» EXERCISE MATERIAL:
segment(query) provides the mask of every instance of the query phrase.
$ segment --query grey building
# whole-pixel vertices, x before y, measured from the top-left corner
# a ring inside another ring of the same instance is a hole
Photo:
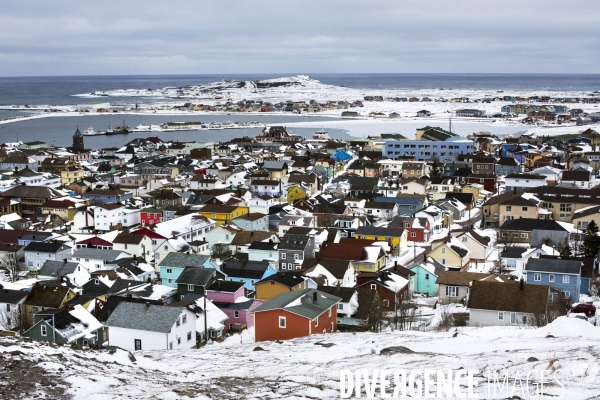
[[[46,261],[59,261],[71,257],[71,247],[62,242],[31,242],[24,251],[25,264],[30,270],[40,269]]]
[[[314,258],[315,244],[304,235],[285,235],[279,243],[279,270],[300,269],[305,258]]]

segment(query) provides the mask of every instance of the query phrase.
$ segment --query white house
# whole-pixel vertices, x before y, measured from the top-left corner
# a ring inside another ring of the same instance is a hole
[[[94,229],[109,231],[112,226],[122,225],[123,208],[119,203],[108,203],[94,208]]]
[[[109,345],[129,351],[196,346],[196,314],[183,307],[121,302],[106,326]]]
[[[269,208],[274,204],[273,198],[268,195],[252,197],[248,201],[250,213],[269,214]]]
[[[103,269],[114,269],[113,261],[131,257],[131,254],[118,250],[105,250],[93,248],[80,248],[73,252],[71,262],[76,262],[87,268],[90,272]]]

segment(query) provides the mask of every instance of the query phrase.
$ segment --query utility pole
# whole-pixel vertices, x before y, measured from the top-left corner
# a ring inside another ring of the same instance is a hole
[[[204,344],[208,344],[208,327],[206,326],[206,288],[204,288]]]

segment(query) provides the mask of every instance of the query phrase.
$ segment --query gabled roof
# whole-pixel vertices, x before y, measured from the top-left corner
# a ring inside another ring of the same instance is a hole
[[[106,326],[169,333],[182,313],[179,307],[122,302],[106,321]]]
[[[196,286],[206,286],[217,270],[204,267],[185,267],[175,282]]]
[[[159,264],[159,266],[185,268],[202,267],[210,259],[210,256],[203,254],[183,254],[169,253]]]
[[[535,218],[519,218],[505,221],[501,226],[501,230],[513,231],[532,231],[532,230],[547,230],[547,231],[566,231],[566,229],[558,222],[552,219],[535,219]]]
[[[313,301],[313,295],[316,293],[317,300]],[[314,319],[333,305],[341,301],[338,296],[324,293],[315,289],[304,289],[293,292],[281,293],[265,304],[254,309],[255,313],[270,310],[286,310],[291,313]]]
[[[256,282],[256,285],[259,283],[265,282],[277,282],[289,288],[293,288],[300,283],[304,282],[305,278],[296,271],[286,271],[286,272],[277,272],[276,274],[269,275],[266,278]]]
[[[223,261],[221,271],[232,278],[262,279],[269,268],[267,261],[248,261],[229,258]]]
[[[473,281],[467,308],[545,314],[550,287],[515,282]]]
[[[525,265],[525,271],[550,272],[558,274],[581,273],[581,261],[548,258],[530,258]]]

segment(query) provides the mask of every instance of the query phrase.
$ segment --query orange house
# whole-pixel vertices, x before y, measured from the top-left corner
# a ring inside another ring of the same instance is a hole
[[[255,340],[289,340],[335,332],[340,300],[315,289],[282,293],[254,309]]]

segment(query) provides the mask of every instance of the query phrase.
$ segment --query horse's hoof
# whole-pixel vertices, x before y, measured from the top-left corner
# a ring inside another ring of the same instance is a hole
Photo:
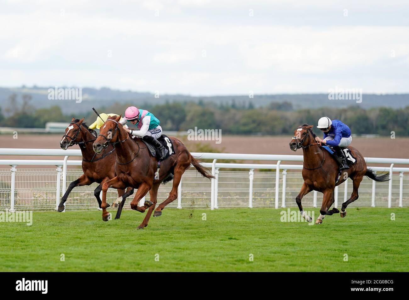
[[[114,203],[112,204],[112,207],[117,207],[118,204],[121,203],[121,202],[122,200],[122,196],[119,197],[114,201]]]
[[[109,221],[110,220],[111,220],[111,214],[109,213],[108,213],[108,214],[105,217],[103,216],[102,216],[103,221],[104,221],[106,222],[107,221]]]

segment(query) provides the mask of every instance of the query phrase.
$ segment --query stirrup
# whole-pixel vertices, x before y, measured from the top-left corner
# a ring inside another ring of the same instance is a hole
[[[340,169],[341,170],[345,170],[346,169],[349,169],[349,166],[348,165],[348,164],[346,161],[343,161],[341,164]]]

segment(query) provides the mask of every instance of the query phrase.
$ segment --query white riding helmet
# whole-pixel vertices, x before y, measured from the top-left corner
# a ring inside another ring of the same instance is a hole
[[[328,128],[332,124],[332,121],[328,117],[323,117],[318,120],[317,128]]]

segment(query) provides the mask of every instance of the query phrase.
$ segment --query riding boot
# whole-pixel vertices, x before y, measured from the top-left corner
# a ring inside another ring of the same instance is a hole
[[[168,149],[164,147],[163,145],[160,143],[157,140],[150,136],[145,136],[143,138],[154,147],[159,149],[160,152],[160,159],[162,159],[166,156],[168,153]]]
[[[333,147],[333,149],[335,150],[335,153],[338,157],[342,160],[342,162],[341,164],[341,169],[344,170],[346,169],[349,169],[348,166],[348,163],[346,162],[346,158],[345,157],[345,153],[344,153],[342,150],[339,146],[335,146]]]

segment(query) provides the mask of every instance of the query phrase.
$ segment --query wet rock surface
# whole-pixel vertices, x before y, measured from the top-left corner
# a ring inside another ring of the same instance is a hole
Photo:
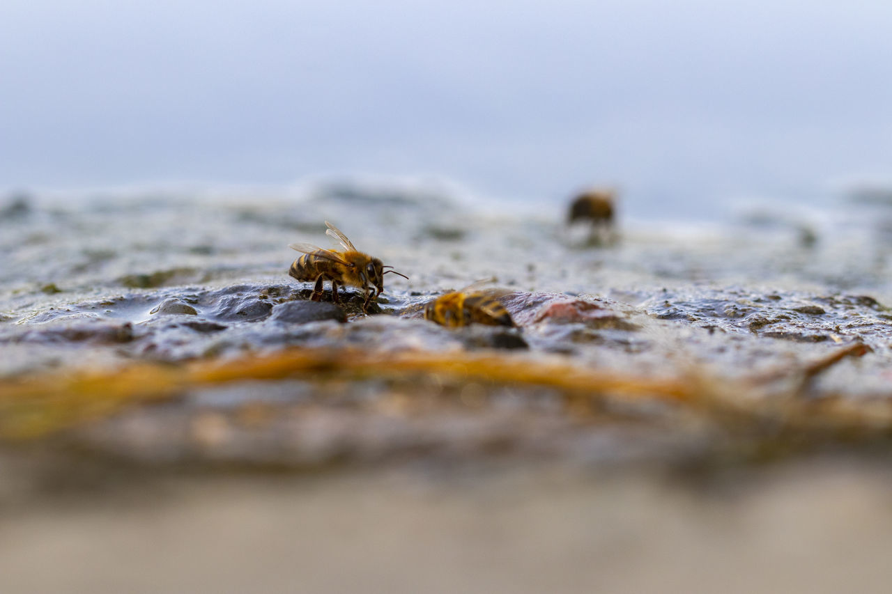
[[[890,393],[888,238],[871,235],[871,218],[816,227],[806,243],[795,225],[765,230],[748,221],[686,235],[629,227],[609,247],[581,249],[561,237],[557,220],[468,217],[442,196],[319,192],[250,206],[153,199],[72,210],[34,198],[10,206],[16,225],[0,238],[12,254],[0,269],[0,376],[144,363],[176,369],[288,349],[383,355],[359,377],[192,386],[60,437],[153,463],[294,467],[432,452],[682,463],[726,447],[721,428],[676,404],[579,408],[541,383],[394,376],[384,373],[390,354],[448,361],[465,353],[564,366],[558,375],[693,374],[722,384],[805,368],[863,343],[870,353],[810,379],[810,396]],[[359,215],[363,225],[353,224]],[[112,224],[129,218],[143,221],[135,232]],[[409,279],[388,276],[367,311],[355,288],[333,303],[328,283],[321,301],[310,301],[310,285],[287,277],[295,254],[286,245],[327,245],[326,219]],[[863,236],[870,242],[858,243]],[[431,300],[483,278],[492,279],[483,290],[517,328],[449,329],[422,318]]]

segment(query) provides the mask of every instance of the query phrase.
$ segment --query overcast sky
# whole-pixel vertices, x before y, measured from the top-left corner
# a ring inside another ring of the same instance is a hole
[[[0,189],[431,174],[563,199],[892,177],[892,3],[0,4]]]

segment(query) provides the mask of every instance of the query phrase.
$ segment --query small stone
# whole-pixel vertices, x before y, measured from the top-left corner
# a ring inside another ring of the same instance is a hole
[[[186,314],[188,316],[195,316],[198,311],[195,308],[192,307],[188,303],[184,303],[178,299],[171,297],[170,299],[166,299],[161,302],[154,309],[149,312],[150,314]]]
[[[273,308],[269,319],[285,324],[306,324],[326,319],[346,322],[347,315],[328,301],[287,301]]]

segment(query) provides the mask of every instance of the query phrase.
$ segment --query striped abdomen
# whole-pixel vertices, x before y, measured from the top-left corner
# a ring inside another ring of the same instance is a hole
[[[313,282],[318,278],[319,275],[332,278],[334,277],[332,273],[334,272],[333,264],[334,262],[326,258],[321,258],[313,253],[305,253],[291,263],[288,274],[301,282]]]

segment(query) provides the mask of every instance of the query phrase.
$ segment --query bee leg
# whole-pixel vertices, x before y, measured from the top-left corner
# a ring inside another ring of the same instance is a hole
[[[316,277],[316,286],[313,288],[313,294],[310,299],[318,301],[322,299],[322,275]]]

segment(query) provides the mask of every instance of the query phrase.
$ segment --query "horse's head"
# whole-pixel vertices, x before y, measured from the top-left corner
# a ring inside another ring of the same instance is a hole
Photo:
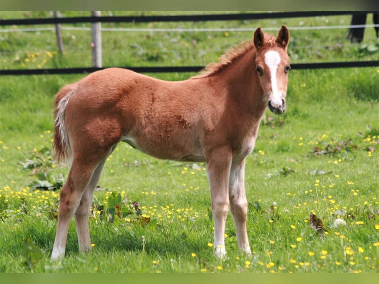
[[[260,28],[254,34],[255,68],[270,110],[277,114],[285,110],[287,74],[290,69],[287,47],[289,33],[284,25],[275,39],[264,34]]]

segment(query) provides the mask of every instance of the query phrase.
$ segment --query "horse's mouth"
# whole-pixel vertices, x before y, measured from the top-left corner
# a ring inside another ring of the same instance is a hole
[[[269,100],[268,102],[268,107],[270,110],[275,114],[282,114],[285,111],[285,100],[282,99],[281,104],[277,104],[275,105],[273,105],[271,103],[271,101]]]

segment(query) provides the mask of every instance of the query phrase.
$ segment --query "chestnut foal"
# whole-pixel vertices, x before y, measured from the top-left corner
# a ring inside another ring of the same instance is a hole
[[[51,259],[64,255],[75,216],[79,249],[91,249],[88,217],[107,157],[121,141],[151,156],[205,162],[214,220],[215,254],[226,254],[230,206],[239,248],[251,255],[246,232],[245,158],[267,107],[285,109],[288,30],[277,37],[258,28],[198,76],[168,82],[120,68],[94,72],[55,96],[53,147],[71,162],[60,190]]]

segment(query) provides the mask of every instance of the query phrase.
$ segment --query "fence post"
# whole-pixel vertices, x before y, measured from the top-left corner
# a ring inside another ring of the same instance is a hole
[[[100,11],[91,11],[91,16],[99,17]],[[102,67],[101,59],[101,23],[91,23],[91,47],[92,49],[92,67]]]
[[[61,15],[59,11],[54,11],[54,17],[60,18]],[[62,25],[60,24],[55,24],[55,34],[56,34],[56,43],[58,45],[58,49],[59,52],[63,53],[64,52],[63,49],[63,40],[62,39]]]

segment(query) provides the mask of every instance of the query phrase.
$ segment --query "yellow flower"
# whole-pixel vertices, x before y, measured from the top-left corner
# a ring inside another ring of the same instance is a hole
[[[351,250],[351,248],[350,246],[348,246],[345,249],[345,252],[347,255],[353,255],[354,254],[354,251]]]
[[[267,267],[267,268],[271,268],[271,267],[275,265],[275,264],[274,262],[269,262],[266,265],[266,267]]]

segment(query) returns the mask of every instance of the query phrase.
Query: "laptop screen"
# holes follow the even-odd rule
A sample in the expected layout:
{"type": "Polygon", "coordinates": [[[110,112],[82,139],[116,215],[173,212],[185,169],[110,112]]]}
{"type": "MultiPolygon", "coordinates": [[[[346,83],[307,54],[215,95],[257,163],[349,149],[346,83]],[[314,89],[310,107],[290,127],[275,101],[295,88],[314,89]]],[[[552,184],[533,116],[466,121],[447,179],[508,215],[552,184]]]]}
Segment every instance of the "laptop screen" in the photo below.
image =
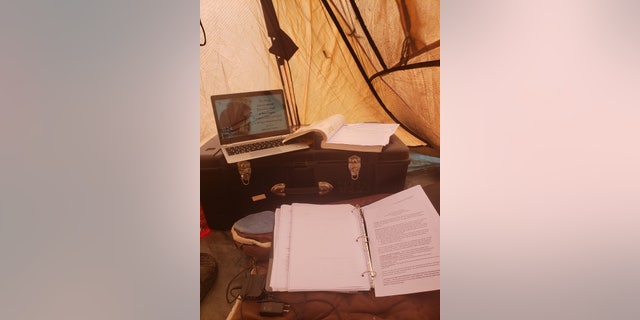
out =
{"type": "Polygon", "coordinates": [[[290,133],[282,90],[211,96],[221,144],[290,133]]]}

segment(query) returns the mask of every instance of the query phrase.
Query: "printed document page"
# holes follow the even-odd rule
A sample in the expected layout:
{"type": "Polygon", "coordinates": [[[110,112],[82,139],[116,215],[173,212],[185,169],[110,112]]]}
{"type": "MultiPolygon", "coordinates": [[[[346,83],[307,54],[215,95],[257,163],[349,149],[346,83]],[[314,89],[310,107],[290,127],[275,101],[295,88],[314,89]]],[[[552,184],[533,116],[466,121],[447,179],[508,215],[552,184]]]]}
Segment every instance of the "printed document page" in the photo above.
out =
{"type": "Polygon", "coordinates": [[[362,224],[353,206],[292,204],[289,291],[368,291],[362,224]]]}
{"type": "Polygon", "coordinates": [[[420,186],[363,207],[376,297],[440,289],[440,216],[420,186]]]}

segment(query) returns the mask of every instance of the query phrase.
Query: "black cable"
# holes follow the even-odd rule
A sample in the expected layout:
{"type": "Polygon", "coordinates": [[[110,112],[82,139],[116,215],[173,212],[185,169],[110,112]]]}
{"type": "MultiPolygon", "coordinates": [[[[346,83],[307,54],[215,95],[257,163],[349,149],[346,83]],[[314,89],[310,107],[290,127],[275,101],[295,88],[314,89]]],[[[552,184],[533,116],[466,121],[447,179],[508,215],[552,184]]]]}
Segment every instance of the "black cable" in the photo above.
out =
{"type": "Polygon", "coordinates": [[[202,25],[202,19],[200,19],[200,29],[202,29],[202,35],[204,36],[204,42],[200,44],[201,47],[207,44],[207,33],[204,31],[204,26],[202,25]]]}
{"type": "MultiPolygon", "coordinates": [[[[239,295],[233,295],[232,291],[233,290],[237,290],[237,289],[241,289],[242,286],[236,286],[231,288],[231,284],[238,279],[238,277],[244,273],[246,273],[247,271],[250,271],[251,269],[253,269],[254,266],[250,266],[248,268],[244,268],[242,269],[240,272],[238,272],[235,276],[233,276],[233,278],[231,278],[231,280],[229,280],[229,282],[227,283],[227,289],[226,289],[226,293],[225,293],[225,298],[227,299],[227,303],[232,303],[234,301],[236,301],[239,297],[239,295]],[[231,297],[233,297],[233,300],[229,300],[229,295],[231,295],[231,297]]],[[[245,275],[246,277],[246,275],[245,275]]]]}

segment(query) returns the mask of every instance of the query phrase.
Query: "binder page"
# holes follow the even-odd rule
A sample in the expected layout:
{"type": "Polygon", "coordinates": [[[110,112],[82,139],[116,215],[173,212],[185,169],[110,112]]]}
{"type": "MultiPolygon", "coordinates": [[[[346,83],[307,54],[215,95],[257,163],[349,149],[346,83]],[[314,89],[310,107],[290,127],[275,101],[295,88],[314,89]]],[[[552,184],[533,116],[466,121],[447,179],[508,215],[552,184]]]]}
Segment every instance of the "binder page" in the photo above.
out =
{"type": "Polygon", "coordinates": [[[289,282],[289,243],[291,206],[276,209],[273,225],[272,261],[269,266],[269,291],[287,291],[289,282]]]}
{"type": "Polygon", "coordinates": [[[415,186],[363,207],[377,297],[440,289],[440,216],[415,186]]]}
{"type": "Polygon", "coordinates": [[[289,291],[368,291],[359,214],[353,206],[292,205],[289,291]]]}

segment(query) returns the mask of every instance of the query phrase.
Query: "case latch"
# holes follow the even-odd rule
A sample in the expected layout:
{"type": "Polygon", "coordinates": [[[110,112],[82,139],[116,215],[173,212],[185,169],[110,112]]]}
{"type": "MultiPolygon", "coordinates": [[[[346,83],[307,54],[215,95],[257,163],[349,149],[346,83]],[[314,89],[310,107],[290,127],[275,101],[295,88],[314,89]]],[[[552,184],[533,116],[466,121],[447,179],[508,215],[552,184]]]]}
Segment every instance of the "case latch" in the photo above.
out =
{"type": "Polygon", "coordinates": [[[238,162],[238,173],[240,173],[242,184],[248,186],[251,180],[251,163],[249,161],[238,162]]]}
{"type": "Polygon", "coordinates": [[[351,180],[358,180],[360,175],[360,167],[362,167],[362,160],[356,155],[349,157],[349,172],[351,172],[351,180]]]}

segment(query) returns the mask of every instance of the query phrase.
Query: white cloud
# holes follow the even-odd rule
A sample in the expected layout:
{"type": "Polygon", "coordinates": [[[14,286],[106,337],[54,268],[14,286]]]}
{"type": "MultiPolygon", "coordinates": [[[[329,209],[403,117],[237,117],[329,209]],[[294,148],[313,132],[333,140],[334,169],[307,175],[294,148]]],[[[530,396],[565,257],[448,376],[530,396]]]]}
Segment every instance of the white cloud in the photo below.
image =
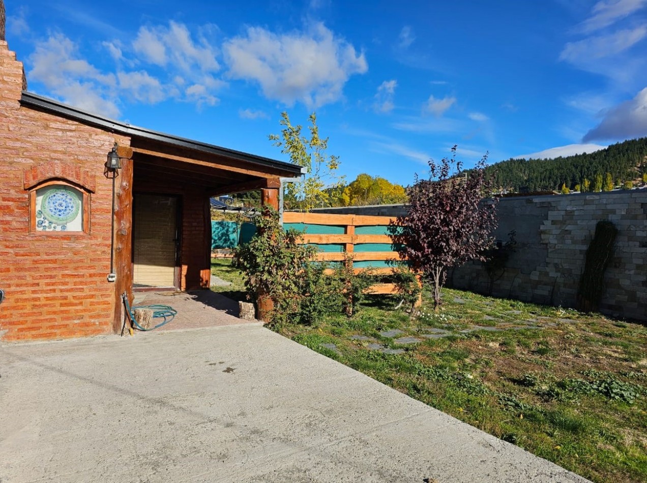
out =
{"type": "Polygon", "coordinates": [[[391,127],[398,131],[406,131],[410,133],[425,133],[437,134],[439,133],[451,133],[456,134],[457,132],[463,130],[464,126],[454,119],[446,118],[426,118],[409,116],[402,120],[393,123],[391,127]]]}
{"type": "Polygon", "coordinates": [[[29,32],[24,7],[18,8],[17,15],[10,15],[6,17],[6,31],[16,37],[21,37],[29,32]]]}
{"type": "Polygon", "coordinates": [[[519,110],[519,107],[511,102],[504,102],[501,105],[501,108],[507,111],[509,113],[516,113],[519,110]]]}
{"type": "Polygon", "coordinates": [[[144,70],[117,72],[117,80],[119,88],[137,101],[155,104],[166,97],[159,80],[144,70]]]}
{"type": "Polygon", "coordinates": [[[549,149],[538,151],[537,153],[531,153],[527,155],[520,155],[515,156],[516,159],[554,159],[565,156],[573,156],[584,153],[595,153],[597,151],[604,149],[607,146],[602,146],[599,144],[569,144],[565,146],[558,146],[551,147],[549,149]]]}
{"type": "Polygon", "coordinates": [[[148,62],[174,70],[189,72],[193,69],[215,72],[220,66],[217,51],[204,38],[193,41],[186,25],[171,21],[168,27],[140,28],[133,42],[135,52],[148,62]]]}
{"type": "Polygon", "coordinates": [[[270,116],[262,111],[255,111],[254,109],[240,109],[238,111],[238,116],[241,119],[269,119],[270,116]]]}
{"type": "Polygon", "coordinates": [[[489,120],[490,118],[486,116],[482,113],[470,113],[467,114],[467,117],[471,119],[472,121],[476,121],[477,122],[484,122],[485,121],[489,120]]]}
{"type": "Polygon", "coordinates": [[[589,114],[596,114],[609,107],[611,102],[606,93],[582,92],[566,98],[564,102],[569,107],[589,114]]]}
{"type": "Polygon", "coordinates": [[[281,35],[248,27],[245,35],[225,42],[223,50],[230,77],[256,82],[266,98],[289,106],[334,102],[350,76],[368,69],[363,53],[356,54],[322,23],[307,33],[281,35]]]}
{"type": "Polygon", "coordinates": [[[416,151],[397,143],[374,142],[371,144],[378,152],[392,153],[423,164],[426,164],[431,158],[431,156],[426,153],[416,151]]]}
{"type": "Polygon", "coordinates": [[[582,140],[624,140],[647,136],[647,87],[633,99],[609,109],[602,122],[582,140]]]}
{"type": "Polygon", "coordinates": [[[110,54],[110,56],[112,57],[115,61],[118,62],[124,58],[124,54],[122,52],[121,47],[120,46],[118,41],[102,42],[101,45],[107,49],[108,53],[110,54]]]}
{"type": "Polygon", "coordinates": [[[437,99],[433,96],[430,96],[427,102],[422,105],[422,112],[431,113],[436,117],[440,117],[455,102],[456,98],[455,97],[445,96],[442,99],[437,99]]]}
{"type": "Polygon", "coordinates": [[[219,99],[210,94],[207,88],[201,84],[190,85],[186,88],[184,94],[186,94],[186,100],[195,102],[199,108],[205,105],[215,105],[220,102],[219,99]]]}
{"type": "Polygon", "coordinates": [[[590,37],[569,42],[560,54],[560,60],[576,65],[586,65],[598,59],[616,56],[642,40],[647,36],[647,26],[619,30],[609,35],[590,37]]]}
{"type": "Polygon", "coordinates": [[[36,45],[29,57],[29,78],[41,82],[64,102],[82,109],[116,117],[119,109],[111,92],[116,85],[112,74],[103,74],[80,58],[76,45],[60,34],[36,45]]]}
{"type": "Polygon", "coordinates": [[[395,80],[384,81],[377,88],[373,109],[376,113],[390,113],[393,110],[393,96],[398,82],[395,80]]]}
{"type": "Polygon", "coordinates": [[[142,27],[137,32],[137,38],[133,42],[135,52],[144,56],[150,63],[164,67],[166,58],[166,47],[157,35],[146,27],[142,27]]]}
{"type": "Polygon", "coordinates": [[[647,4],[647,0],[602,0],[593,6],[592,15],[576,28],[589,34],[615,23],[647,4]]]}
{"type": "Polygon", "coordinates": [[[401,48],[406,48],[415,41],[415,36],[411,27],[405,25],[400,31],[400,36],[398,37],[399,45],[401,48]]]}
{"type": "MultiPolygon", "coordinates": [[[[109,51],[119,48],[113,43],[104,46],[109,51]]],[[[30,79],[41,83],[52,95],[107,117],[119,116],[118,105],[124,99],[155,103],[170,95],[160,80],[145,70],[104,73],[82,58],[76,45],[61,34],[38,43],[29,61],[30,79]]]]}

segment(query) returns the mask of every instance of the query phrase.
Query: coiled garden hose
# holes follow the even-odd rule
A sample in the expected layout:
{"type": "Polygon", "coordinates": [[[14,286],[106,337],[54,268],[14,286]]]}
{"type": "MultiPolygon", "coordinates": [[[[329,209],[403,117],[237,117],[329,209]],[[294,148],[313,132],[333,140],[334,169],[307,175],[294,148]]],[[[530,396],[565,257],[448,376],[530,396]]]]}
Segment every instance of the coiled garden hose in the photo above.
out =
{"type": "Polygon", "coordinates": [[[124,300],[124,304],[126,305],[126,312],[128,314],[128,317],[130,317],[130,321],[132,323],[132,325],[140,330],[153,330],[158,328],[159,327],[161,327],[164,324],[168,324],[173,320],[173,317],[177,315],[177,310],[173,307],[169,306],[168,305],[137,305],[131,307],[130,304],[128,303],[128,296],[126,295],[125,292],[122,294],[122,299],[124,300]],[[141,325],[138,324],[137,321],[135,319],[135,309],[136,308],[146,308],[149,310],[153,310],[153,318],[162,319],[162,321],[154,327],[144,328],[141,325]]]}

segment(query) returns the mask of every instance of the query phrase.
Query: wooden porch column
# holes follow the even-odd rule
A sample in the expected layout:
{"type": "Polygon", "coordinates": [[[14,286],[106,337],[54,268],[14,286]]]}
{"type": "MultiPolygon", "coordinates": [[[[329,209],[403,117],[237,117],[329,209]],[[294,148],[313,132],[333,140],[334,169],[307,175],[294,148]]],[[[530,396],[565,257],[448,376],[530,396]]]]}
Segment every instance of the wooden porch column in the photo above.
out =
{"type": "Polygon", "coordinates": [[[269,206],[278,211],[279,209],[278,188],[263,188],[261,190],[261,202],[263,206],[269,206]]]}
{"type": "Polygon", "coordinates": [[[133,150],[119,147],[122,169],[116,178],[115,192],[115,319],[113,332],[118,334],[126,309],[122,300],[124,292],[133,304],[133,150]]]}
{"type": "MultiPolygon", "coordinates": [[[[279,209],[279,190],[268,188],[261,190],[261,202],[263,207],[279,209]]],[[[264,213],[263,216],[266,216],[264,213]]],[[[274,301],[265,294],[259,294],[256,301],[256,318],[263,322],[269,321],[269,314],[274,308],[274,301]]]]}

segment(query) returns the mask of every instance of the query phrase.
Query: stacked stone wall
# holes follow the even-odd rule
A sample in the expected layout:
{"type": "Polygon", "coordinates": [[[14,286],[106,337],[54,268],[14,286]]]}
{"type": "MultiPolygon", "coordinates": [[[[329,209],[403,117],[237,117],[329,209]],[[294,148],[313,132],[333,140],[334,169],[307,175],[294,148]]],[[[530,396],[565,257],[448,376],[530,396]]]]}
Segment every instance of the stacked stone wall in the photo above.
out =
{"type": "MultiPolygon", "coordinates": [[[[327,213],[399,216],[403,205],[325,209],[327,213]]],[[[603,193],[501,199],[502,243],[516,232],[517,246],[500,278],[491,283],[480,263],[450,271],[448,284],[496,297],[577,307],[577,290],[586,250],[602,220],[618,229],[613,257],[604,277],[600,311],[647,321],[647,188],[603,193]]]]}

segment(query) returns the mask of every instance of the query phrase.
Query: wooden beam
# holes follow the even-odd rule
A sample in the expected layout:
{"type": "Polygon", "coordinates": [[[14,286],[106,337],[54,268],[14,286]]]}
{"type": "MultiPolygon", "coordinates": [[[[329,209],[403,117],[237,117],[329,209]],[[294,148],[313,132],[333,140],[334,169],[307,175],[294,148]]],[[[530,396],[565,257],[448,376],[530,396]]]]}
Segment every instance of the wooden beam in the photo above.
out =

» CHALLENGE: Gather every line of the material above that contains the string "wooden", matching case exactly.

» RESULT:
Query: wooden porch column
Segment every instance of the wooden porch column in the photo above.
Query: wooden beam
Segment every instance of the wooden beam in the photo above.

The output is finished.